___ EXCERPTED PASSAGE ___

It is worth staying with this because I came to the same conclusions
about sets as you did by a different route but from a common source:
The idea of a set as being comprised of intensional objects and the
useful application of this idea to tautologies and paradoxes in current
set theory, was a leap you made in practical reasoning and a
clarification, and I don't doubt that if it is chased up it will be
worth the effort. This leap was made upon my idea that 'collections'
are comprised of objects of our attention. Further, I argued that as a
list of objects of our attention (or intentional objects), a collection
has no other hidden parameter that corales its objects together. What
brings a collection 'together' is our attention; or, as you say,
intentional objects comprise a set. That is, sets are not extensional
but comprised of objects of our attention, or intentional objects.
There are no frameworks or further properties to be considered. Do your
amplifications not suggest that?

___ PROVIDED MATERIAL ___

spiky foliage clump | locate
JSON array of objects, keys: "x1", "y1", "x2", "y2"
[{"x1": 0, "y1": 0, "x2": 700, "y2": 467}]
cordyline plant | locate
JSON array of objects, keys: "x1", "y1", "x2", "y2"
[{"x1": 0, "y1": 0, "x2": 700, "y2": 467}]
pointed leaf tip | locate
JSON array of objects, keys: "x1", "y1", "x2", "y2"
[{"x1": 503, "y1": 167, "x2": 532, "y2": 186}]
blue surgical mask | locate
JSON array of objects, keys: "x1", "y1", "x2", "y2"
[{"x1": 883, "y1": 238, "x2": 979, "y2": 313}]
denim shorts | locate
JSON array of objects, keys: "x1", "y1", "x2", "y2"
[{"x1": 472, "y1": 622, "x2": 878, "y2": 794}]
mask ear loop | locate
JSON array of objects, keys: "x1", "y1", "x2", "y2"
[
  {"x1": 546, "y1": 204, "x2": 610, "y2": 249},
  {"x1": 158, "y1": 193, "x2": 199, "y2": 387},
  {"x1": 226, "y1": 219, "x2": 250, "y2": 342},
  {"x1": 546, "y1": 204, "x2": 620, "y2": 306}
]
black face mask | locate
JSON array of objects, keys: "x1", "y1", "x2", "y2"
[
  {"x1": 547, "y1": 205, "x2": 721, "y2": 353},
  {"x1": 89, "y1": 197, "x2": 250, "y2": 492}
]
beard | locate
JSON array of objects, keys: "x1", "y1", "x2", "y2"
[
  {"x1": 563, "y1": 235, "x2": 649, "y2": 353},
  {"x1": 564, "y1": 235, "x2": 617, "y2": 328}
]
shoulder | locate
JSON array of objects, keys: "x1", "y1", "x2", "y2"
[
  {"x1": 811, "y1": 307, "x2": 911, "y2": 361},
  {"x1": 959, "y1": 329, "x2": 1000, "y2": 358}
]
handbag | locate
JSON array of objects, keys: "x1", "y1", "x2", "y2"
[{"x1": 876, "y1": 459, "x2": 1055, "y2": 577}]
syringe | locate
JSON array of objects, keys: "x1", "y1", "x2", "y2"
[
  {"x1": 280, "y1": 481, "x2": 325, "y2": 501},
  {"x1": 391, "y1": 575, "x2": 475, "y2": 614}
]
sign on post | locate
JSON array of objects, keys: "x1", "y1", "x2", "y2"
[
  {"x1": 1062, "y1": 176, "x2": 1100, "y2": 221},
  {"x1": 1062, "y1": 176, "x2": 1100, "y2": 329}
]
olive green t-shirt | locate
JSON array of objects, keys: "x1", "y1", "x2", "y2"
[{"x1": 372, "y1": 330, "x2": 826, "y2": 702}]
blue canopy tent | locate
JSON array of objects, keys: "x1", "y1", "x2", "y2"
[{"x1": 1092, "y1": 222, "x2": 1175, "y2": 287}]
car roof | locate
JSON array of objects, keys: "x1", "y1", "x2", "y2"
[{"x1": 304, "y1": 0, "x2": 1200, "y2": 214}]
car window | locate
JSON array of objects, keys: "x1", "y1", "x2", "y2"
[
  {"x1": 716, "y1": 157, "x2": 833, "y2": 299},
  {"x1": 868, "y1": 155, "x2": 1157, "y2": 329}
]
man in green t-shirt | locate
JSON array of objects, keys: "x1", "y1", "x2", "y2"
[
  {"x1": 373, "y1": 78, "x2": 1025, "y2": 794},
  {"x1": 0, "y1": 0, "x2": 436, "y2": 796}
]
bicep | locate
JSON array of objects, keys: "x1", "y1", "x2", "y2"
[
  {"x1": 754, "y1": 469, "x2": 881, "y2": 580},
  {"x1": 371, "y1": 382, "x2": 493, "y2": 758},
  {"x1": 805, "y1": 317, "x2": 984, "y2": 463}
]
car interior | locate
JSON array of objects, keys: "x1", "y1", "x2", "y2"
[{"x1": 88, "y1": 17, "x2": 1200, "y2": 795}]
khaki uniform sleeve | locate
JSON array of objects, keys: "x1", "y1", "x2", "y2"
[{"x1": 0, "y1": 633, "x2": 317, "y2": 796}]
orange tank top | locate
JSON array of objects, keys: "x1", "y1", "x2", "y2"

___

__REQUIRED ACTIONS__.
#1 Answer these from the passage on sets:
(a) To what two things was the idea of a set as comprised of intensional objects usefully applied?
(b) What are 'collections' comprised of, according to the writer's idea?
(c) What does the passage say sets are not?
#2 Carry on the passage on sets in the same voice, starting after its closing question.

__RESULTS FOR THE EXERCISE__.
#1
(a) Tautologies and paradoxes in current set theory.
(b) Objects of our attention.
(c) Extensional.

#2
(I note that a collection is different from a group. In a group the
properties of the elements are conferred upon the group. So for
example, a group of cows will show the property of a herd, whereas a
set (set/collection) of cows will not. So, in a group we find
relationship, but we find no relationship in a set. I also note what
happens to mathematical objects in a set. Outside of their application
a number becomes a numeral, so we would expect that there can be no
sets of numbers unless the application for making them is presented in
the name of the set. However, in that case, we cannot differentiate
between sets and formulae. Concerning concepts, a concept does not
differentiate between an idea and its representation as particular
objects. So concepts have extension. A set, on the other hand although
it treats all its elements as objects, it is only through the name of
the set that it does this: the elements themselves are empty marks...)

My question for you is this: If sets/collections are intensional
objects, how would you differentiate between these and their extensions?

.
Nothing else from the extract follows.